> **所给文段**
--------------------

Scanning dependencies of target pyfastllm [ 6%] Building CXX object CMakeFiles/pyfastllm.dir/src/pybinding.cpp.o c++: fatal error: Killed signal terminated program cc1plus compilation terminated. make[2]: [CMakeFiles/pyfastllm.dir/build.make:63: CMakeFiles/pyfastllm.dir/src/pybinding.cpp.o] Error 1 make[1]: [CMakeFiles/Makefile2:96: CMakeFiles/pyfastllm.dir/all] Error 2 make: *** [Makefile:84: all] Error 2

suncheng-s commented 1 year ago

编译问题解决:k8s pod 限制了内存

image

取消内存和 cpu 限制后编译成功,cpu 可以正常运行,GPU 报错。修改 native 为 80 86 也会报错。

怀疑是 GPU 限制导致资源不足。 root@cuda-11-6-2-devel-ubuntu20-04-7d5ffdf847-5smb2:/data/workSpace/fastllm/build# ./main -p /data/chatglm2_int8_allin1.flm AVX: ON AVX2: ON AARCH64: OFF Neon FP16: OFF Neon DOT: OFF Load (201 / 201) Warmup... status = 15 1 16 128 Error: cublas error. terminate called after throwing an instance of 'char const*' Aborted (core dumped)

--------------------

> **所给数据**
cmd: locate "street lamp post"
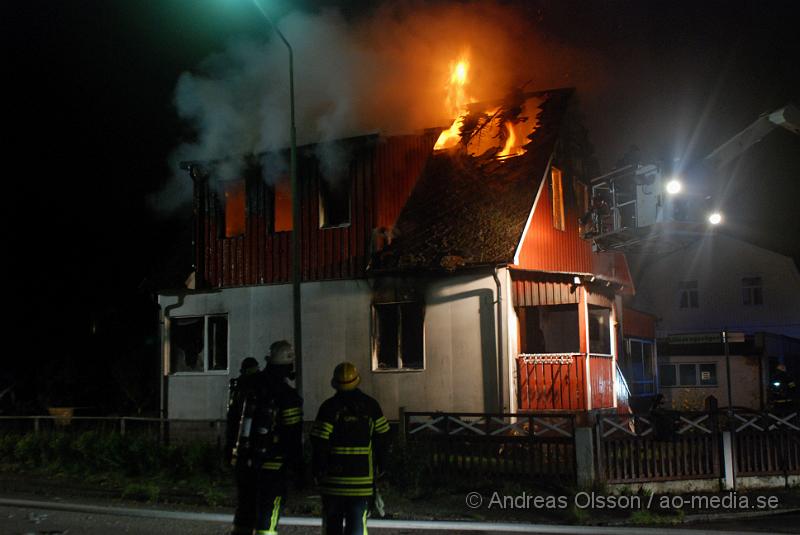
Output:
[253,0,303,395]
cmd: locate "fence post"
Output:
[722,430,736,490]
[397,407,408,446]
[575,427,594,487]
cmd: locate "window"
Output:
[372,302,424,370]
[658,364,678,386]
[222,180,246,238]
[319,178,350,228]
[678,281,698,308]
[589,305,611,355]
[517,305,581,355]
[658,362,717,386]
[169,316,228,373]
[550,167,564,230]
[742,277,764,306]
[628,340,655,395]
[272,175,292,232]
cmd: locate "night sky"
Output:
[6,0,800,411]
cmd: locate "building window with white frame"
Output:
[372,302,425,370]
[658,362,718,387]
[169,315,228,373]
[742,277,764,306]
[678,280,700,308]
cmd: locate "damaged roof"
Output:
[370,89,573,271]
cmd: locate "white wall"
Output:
[634,234,800,338]
[160,274,508,419]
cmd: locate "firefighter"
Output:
[311,362,389,535]
[228,340,304,535]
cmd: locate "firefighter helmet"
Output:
[239,357,258,373]
[267,340,294,366]
[331,362,361,391]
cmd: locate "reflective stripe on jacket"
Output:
[311,389,389,496]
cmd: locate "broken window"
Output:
[517,304,580,355]
[742,277,764,306]
[222,180,246,238]
[589,305,611,355]
[678,281,698,308]
[272,175,293,232]
[169,315,228,373]
[372,302,425,370]
[319,178,350,228]
[550,167,564,230]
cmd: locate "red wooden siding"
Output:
[589,355,614,409]
[374,131,438,229]
[194,133,436,287]
[516,173,633,292]
[517,355,586,411]
[512,278,578,307]
[517,172,593,273]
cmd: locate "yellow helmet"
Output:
[331,362,361,391]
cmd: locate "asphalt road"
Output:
[0,498,800,535]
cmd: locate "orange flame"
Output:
[497,121,525,158]
[433,58,471,150]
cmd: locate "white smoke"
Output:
[159,2,602,211]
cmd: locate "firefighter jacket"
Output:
[311,389,389,496]
[225,368,303,474]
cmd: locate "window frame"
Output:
[317,176,353,230]
[218,178,249,240]
[741,275,764,307]
[165,313,231,376]
[370,300,427,373]
[657,362,720,388]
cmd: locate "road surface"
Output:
[0,497,800,535]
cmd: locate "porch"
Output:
[512,271,627,412]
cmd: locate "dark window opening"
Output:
[222,180,247,238]
[658,364,678,386]
[627,340,655,395]
[678,364,697,386]
[678,281,699,308]
[589,305,611,355]
[169,316,228,373]
[373,302,424,370]
[742,277,764,306]
[272,175,293,232]
[517,305,580,354]
[550,167,565,230]
[319,179,350,228]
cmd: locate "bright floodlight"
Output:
[667,178,683,195]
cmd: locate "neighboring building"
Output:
[159,90,633,419]
[634,233,800,409]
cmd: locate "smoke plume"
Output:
[158,2,602,211]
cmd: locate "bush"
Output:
[0,431,223,477]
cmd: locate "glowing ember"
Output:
[497,121,525,158]
[433,58,472,150]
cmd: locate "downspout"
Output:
[492,264,504,413]
[158,293,186,426]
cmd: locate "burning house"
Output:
[160,68,633,419]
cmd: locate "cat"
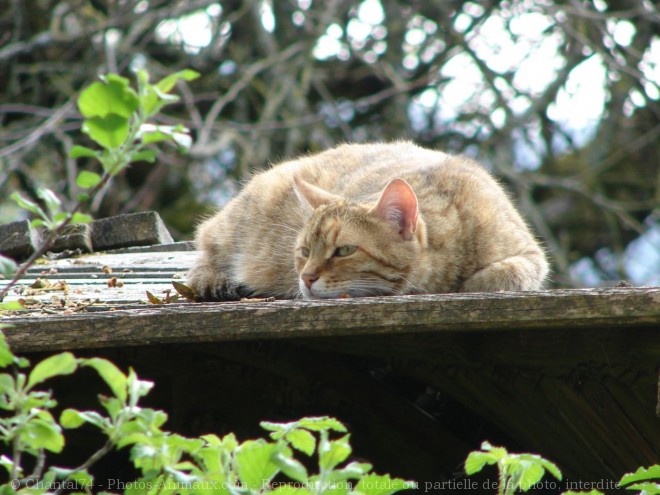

--------------------

> **简短练习**
把文段中“取消内存和 cpu 限制后编译成功,cpu”与“Aborted (core dumped)”之间的内容（含首尾）再写一遍，并将其中的“GPU”改为“显卡”。 这些数据行用不到。

> **最终结果**
取消内存和 cpu 限制后编译成功,cpu 可以正常运行,显卡 报错。修改 native 为 80 86 也会报错。

怀疑是 显卡 限制导致资源不足。 root@cuda-11-6-2-devel-ubuntu20-04-7d5ffdf847-5smb2:/data/workSpace/fastllm/build# ./main -p /data/chatglm2_int8_allin1.flm AVX: ON AVX2: ON AARCH64: OFF Neon FP16: OFF Neon DOT: OFF Load (201 / 201) Warmup... status = 15 1 16 128 Error: cublas error. terminate called after throwing an instance of 'char const*' Aborted (core dumped)